▸ **ARTICLE**:
Welcome to California Department of Transportation

UCTC University of California Transportation Center

UCTC University of California Transportation Center

Focus:
Transportation systems analysis and policy: it recognizes that transportation is one component of a societal system that is affected by and has effects on the movement of goods, people, and information

Primary campus:
University of California, Berkeley, Davis, Irvine and Los Angeles

Funding:
Federal - $1,000,000/ year
 State - $1,000,000/ year

Current Research Projects

Related Link:


Current Research Project Summaries


Title:

Neighborhood Attributes and commuting Behavior: A Comparative Study of California's Major Metropolitan Areas.

Description:

Land use planners are very interested in the commuting effects or urban form and structure. New Urbanist designs, for example, are often promoted as a way to remedy traffic problems. Yet, in spite of many years of research, very little is really known. Small-area data from the 2000 census as well as new capabilities to compare small-area data for the last four rounds of the census suggest that there is now an opportunity to expand our understanding of the transportation-land use nexus. This research will focus on neighborhood types in California's metropolitan areas. We will seek to characterize neighborhoods in meaningful ways. The links between neighborhood types, neighborhood change, and commuting will be analyzed.

Product:

Better transportation and land use planning.


Title:

Transportation Policy Development: Labor as a Missing Stakeholder

Description:

This research project seeks to understand the role of labor in the development of transportation policy. The research takes a two-pronged approach: first, it examines the processes of coalition building in which labor has engaged as it seeks to participate in transportation policymaking. Second, the research analyzes the problems of consensus building around transportation policy within the labor movement, where institutional complexity, the potentially divergent interests of different unions, and a culture organized around the immediate goals of collective bargaining make it difficult for labor to engage effectively. The research will be conducted in two states: Illinois, where transit unions have launched a statewide coalition to increase state spending on public transit; and California, (both LA and the Bay Area), where central labor councils have taken the lead in bringing labor into transportation policymaking.

▸ **TASKS AND EXERCISES**:
A – What two states does the UCTC page say the labor-stakeholder research will be conducted in?
B – From the UCTC page, quote the passage that opens with "Land use planners" and ends after "will be analyzed.".

(Named-object pointing data)
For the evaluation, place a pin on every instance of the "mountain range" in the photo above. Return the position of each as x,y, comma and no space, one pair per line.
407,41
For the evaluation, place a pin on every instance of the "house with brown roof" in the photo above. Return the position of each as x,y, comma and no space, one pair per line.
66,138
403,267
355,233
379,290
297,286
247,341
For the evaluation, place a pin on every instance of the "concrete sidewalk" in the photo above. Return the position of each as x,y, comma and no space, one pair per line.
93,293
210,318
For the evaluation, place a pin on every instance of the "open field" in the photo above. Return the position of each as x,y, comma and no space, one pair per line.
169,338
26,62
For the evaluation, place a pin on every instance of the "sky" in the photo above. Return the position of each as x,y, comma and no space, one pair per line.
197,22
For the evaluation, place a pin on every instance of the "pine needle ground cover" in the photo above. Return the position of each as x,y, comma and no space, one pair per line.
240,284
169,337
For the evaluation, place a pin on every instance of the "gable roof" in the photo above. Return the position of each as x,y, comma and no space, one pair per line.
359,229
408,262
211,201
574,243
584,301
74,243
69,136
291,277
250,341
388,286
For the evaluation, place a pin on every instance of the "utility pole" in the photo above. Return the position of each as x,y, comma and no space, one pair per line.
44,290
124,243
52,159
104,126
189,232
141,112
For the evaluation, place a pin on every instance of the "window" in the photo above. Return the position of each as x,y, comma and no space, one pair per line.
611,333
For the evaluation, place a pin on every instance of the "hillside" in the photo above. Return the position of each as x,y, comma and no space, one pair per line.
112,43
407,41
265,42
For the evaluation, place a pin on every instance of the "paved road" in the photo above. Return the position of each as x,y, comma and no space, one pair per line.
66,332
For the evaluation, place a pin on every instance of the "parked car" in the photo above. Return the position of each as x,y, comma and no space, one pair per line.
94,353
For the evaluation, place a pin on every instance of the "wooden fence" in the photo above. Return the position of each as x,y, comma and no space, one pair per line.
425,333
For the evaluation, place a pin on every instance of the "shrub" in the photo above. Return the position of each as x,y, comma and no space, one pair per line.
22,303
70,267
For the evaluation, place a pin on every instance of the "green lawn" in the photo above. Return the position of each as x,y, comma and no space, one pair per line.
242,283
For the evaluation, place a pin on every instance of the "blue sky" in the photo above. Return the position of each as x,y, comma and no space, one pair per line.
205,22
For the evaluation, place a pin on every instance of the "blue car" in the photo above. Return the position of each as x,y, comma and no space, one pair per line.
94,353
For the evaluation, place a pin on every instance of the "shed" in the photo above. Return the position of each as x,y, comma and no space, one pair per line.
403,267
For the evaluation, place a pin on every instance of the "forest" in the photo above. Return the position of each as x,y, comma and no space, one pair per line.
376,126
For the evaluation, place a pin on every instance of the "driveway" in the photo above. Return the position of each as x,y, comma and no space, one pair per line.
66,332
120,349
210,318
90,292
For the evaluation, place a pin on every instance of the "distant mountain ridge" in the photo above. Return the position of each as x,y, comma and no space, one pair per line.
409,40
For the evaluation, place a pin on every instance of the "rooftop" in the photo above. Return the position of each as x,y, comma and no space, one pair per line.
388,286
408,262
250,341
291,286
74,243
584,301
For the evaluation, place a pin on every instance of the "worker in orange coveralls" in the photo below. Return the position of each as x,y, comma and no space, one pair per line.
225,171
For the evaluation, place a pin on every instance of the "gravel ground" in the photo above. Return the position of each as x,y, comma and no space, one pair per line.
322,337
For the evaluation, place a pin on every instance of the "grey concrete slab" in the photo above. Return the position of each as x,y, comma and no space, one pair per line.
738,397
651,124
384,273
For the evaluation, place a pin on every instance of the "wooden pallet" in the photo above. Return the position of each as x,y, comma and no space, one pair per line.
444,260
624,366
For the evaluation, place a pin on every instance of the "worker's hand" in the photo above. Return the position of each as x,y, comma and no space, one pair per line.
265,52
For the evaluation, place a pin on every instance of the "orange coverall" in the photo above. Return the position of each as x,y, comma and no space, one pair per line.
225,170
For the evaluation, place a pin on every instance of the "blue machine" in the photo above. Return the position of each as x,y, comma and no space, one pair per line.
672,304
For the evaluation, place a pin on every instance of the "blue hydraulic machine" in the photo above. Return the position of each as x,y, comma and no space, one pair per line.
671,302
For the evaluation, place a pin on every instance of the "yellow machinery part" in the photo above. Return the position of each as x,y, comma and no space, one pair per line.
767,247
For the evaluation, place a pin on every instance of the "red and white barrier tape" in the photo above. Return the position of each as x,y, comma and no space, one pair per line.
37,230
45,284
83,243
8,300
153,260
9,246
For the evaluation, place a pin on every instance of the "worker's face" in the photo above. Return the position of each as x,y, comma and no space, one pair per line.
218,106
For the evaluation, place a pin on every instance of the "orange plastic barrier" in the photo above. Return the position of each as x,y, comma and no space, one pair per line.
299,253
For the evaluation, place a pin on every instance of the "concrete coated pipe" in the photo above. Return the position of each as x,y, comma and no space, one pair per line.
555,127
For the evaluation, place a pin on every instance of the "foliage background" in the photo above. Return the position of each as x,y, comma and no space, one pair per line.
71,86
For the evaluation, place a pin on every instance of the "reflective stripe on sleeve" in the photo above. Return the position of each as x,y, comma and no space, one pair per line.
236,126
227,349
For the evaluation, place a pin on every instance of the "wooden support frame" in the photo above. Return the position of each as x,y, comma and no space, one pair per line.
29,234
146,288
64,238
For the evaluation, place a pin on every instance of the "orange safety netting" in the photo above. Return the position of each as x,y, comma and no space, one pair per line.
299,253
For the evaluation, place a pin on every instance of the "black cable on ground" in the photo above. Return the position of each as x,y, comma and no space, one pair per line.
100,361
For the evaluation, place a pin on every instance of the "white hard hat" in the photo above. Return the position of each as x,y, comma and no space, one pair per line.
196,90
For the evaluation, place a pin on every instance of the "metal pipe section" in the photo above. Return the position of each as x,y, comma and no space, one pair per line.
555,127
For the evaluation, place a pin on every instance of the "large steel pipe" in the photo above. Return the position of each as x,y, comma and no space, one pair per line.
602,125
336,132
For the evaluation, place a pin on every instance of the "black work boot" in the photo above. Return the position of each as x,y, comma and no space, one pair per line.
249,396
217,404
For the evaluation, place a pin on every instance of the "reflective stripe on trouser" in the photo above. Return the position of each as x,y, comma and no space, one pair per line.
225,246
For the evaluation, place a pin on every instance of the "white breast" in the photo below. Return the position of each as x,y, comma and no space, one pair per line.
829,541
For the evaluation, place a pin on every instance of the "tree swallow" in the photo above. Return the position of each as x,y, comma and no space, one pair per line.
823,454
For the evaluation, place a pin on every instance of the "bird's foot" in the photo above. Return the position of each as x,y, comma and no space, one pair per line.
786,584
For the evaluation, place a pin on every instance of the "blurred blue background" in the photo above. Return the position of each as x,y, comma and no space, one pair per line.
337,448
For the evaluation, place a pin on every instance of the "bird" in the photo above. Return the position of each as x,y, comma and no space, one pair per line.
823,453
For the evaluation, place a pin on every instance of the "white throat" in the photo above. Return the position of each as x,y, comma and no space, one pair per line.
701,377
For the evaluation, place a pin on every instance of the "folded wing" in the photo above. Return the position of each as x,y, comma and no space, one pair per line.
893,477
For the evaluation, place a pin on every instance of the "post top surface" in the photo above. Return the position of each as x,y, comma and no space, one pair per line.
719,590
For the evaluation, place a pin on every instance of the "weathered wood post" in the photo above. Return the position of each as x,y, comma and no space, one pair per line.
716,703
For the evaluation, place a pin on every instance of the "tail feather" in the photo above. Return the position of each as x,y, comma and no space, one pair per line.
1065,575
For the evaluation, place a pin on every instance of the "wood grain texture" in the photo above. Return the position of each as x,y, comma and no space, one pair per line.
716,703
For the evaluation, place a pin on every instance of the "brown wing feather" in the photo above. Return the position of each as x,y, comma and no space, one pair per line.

▸ **THE RESULTS**:
A – Illinois and California.

B –
Land use planners are very interested in the commuting effects or urban form and structure. New Urbanist designs, for example, are often promoted as a way to remedy traffic problems. Yet, in spite of many years of research, very little is really known. Small-area data from the 2000 census as well as new capabilities to compare small-area data for the last four rounds of the census suggest that there is now an opportunity to expand our understanding of the transportation-land use nexus. This research will focus on neighborhood types in California's metropolitan areas. We will seek to characterize neighborhoods in meaningful ways. The links between neighborhood types, neighborhood change, and commuting will be analyzed.